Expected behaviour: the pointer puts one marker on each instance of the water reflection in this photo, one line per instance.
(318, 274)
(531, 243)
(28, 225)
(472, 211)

Problem: Please reproduce the records exactly, without leaving any out.

Answer section:
Expected behaviour: the pointer puts one marker on each instance of the water reflection in this photo, one line per instance.
(318, 274)
(531, 243)
(28, 225)
(472, 211)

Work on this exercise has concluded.